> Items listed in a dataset
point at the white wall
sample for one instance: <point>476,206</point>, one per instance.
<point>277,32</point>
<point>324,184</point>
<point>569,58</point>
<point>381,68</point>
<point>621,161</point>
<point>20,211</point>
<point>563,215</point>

> Aim
Rewrite the material above, changing "instance" to "object" wherever it occurs and leaving everything else unchanged.

> Output for this task
point at the white wall
sample for one object: <point>476,206</point>, one per object.
<point>277,32</point>
<point>324,184</point>
<point>569,58</point>
<point>381,68</point>
<point>621,161</point>
<point>20,211</point>
<point>563,215</point>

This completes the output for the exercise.